### WHAT TO DO:
Find every line in the listing below that contains the string "jacket" and copy each one. The match is case-sensitive.

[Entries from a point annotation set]
"""
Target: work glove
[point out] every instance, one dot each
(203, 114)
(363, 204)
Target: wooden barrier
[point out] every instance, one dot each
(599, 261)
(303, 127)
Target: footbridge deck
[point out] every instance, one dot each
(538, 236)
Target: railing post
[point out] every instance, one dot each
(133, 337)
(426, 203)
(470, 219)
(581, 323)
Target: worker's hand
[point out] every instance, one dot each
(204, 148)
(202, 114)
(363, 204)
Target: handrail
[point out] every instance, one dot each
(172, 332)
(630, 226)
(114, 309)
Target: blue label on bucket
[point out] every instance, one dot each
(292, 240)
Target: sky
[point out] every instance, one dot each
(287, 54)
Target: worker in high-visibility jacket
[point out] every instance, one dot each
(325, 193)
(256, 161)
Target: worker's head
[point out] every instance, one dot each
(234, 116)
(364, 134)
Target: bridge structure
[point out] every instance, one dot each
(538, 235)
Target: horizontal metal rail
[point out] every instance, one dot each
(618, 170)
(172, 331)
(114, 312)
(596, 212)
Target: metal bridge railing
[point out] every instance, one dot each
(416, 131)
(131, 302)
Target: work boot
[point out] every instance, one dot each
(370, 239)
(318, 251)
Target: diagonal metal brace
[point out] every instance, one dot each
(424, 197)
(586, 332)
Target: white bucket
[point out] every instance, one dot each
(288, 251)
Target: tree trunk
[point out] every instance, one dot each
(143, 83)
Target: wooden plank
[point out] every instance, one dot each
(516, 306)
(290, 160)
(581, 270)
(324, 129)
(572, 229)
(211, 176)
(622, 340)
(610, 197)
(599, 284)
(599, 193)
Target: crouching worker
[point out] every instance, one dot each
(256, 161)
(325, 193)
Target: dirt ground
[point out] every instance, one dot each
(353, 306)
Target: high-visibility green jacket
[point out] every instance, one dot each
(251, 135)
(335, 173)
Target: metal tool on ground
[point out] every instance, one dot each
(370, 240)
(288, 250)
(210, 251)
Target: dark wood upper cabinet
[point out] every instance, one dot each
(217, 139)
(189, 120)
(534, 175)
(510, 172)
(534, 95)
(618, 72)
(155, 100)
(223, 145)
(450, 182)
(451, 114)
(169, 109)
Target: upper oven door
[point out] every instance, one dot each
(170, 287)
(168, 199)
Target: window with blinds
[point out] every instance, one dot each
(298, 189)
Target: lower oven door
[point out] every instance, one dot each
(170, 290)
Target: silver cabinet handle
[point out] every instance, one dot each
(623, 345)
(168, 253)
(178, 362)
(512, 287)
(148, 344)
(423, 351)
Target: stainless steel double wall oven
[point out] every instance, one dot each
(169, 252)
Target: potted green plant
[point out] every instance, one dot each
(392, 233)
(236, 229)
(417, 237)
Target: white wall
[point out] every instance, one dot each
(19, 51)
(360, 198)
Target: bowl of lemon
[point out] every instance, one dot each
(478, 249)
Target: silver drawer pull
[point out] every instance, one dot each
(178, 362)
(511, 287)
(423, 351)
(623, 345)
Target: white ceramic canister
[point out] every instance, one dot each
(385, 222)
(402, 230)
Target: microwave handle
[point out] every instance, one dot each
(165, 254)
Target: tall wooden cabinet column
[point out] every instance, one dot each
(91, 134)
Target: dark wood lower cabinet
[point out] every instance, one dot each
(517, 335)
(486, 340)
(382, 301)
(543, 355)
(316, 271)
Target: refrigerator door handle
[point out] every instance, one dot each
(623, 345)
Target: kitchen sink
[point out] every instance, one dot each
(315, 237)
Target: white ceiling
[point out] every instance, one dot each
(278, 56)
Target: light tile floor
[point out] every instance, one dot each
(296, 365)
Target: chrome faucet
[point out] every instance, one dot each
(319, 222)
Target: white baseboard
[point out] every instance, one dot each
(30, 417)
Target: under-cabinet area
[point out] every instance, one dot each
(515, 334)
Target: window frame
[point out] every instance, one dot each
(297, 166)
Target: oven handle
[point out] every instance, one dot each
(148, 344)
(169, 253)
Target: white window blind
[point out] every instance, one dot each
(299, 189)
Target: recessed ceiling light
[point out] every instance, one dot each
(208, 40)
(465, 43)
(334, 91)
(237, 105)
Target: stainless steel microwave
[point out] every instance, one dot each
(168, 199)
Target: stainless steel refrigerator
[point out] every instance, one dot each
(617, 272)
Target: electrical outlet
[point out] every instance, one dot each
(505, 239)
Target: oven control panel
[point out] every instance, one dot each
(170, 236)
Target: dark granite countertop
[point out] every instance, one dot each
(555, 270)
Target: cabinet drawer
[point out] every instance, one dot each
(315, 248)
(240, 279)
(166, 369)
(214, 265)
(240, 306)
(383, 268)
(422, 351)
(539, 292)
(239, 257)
"""
"""
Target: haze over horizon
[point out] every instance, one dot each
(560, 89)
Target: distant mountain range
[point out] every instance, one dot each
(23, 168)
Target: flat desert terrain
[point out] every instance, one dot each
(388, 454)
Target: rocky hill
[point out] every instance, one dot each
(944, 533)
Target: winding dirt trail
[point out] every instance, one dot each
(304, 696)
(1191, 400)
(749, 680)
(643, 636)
"""
"""
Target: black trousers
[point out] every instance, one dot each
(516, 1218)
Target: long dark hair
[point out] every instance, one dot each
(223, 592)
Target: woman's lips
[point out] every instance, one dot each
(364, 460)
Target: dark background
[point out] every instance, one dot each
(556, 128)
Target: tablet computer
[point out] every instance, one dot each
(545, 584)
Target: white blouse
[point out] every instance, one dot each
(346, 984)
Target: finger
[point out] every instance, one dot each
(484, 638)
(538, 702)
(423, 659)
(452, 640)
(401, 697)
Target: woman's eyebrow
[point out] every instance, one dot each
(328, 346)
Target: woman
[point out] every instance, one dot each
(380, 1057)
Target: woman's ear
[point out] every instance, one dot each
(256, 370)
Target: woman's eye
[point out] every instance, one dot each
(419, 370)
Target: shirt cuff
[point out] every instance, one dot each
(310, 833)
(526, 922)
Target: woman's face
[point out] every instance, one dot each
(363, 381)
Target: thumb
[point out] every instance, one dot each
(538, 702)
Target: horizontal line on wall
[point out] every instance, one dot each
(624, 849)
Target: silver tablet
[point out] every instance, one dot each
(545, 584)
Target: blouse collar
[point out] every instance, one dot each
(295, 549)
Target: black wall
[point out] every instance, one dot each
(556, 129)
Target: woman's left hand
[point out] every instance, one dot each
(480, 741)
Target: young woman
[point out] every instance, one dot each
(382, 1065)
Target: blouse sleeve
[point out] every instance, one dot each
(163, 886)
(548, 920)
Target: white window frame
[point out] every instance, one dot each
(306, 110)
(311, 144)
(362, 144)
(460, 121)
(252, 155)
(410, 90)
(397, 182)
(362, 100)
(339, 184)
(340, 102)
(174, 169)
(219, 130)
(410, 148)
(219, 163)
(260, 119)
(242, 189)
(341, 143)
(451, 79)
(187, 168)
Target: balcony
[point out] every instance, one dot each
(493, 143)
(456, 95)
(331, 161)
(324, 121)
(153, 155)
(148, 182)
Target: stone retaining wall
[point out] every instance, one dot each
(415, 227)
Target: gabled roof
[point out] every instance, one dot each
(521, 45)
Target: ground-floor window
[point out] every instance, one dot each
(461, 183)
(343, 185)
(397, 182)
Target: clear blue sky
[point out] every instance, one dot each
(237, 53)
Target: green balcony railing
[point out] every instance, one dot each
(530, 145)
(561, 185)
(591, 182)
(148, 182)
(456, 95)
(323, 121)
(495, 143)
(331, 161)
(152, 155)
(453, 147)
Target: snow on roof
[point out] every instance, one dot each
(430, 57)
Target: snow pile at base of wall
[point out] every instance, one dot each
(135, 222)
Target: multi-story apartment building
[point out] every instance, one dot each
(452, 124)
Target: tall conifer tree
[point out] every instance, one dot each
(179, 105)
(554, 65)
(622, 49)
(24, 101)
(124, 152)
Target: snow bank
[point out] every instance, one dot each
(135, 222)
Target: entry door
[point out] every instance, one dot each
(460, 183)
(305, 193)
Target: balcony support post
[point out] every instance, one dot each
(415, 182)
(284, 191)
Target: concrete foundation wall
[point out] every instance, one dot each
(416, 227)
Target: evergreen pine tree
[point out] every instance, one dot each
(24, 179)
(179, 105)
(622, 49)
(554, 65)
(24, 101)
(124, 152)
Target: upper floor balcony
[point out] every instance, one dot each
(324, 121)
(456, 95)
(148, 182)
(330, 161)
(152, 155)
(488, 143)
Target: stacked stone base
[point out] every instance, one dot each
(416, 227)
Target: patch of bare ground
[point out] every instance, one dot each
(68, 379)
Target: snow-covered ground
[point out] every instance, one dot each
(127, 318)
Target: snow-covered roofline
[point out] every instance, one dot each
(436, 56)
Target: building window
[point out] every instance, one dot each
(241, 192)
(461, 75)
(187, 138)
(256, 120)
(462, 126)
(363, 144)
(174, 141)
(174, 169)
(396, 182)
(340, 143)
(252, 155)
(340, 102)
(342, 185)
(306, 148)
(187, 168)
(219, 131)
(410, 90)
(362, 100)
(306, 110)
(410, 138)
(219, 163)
"""
### TASK OUTPUT:
Target: worker in high-visibility jacket
Target: high-visibility green jacket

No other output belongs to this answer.